[What you should do] Reproduce the portion of the records that runs from their start through the line containing "[(121, 119), (132, 108), (13, 85)]", both ends included, shifting every coordinate in the answers by adding 119 to it and leaving all other lines unchanged. Omit the pictures from your output.

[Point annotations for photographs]
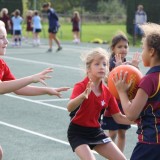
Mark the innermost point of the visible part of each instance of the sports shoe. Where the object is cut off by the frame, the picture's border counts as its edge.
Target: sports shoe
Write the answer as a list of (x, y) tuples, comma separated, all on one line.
[(59, 48), (49, 50)]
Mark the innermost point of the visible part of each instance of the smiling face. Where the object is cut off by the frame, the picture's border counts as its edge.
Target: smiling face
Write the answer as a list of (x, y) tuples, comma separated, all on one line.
[(3, 39), (121, 48), (98, 68)]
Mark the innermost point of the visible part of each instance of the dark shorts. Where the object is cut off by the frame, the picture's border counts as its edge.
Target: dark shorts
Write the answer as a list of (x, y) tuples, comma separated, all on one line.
[(53, 29), (78, 135), (146, 152), (108, 123), (16, 32), (37, 30)]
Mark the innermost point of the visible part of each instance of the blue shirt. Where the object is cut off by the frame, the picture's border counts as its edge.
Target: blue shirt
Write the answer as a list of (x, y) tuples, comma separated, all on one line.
[(17, 23)]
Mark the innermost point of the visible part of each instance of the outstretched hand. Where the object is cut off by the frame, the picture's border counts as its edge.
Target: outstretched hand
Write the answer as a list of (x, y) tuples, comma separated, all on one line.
[(118, 60), (57, 91), (42, 76), (120, 82)]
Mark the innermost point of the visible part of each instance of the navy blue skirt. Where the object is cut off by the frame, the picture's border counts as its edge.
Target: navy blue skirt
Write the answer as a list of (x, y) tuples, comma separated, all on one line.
[(108, 123), (78, 135), (144, 151)]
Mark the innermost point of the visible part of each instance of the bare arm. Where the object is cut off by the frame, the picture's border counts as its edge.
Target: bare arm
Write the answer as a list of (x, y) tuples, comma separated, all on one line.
[(121, 119), (132, 108), (13, 85)]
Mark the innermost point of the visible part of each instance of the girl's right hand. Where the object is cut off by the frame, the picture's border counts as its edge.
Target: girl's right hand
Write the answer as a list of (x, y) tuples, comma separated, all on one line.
[(118, 60), (40, 77)]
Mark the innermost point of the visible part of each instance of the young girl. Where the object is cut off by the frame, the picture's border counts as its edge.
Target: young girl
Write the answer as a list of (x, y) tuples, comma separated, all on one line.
[(17, 27), (119, 48), (145, 107), (88, 99), (76, 27), (29, 28), (37, 27), (8, 83)]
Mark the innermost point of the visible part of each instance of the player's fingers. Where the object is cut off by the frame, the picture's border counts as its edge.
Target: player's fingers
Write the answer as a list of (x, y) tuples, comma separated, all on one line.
[(43, 82), (121, 75), (125, 76), (130, 83)]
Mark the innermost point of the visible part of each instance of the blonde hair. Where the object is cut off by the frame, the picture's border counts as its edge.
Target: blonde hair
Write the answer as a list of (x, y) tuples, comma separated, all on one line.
[(95, 54), (152, 36), (76, 14), (29, 13)]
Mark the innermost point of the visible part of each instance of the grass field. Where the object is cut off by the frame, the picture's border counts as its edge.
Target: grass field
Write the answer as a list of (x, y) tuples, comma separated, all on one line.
[(35, 128), (88, 32)]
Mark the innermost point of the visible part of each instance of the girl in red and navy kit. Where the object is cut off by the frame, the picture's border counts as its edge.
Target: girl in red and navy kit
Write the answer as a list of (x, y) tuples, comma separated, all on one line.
[(145, 107), (88, 99)]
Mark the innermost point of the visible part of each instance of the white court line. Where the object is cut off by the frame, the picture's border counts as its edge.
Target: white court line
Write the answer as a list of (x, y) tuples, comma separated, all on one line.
[(43, 63), (45, 104), (53, 100), (37, 102), (34, 133)]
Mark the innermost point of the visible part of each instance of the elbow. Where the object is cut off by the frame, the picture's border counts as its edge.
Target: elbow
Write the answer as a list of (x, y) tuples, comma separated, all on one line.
[(131, 117), (69, 108)]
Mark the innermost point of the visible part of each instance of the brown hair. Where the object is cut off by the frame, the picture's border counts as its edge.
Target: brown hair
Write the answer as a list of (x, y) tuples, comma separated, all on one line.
[(116, 39), (152, 36)]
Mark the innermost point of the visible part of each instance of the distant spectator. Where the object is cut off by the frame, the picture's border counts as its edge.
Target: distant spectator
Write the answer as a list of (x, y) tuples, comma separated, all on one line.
[(5, 18), (53, 26), (17, 27), (76, 27), (29, 28), (140, 18), (37, 28)]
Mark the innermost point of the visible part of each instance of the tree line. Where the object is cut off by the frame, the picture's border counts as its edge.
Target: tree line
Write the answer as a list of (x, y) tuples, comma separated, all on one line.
[(105, 7)]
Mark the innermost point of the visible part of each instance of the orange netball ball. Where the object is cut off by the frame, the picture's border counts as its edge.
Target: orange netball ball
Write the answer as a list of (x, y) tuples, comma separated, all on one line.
[(133, 74)]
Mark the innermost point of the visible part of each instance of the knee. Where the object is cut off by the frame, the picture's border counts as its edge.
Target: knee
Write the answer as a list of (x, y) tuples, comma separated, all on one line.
[(122, 135)]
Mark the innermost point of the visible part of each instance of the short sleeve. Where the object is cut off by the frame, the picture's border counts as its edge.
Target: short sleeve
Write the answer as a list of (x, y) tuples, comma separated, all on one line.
[(77, 90), (5, 73), (113, 106)]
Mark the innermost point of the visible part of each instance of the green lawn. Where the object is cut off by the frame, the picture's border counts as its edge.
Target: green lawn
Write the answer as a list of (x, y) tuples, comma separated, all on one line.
[(89, 32)]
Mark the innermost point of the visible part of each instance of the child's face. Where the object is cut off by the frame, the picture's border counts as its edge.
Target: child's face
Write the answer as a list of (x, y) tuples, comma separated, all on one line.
[(3, 40), (121, 48), (98, 68), (145, 54)]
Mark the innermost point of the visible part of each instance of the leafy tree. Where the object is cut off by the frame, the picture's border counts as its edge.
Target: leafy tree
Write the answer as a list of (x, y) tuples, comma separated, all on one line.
[(113, 9), (11, 5)]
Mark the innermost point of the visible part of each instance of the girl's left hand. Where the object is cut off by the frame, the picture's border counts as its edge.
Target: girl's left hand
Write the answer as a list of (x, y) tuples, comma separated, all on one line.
[(57, 91), (120, 82)]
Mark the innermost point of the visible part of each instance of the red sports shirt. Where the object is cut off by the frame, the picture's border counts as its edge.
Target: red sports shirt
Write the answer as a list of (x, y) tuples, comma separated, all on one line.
[(5, 73), (89, 111)]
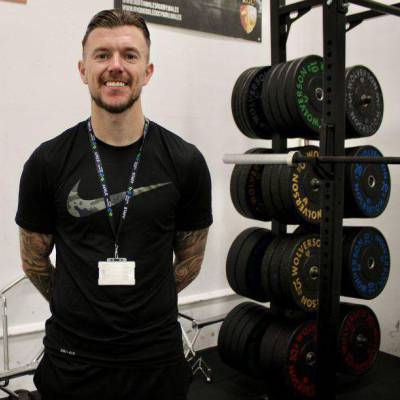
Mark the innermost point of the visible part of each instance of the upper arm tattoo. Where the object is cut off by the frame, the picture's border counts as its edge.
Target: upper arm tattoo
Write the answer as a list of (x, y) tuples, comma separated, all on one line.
[(189, 247), (35, 250)]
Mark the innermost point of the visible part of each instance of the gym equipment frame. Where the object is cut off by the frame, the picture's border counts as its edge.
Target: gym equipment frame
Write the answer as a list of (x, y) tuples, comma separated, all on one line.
[(330, 164)]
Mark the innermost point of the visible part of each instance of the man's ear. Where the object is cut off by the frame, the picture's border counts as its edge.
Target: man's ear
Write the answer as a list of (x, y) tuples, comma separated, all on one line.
[(82, 71), (149, 73)]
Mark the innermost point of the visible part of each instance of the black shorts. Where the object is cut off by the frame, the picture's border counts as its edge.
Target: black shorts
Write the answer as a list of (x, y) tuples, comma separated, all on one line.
[(58, 378)]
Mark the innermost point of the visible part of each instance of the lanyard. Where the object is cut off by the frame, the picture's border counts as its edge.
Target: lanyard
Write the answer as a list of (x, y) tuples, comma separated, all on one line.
[(102, 178)]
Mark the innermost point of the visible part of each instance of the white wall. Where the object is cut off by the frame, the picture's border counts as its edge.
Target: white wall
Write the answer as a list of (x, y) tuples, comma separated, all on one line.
[(41, 95)]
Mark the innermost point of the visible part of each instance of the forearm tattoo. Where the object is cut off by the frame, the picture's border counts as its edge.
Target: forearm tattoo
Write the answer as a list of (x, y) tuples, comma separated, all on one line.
[(189, 250), (35, 250)]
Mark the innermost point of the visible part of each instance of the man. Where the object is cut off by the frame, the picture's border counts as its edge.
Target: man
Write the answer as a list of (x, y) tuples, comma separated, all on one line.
[(117, 195)]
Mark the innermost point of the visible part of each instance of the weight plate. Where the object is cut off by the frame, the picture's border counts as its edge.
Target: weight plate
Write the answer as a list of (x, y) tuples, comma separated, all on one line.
[(248, 345), (305, 93), (267, 346), (279, 211), (273, 90), (277, 291), (238, 103), (252, 190), (358, 340), (295, 357), (282, 104), (300, 272), (254, 109), (299, 194), (266, 283), (364, 102), (238, 329), (233, 256), (224, 344), (235, 189), (366, 262), (248, 265), (266, 102), (267, 193), (367, 185)]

[Written response]
Mark the innermost point of the visible part of each instance of the sports shoe. Where the object is cut off by the frame, the picture's border counts as its edge.
Target: sports shoe
Write the answer as a list of (x, y) tuples, comma separated, all on one line.
[(178, 167), (168, 169)]
Mark the innermost point of the visible part of each instance of the smiling face. Where the object is cut off by the frame, the picture's border counts as its edge.
Target: smiling face
Write the answer as a list of (x, y) tuples, comma separated, all on one line.
[(122, 158), (240, 167), (217, 187)]
Mark the innermost point of the visible part of each instance of the dark shorts. Where the object is cut off by the frame, the picture's border counts as its edge.
Target: dark shorts
Write the answer as a list of (x, y) tuples, comma separated, all on one line.
[(172, 148), (197, 254), (265, 271), (227, 242), (135, 151), (156, 149)]
Mark the innermost point of the visible part of each instance of the blue shirt. Where the object is cut off by the frame, the picture's border counts as its edge.
Target: blue shirt
Write the answer as a list of (x, y) tuples, comma separated, all on one line.
[(136, 142)]
Mark the innermost point of the visible part of each instance of the outstretched hand. Where the object is cut off by the frame, the picture's border counts as its edge.
Target: outstretched hand
Write the answer as a list of (x, y) tuples, comma separated, all on one line.
[(237, 179), (176, 210), (161, 195), (239, 201)]
Mark the innermost point of the visible part of each instance of the navy blue skirt. Where the object is cut off by the frame, the picture's border counts as its edge.
Target: navy blue skirt
Write the answer as a list of (x, y) tuples, comma separated, all on one line.
[(227, 242), (197, 254), (263, 270)]
Mark the innermost point of the visible part of each instance of the bare arm. Where the object is cut off by the frame, the picture's border counts as its edge.
Target: bare arm
Write the answer as a list of (x, y) tuples, comma separated, all on one line.
[(240, 238), (251, 227), (132, 204)]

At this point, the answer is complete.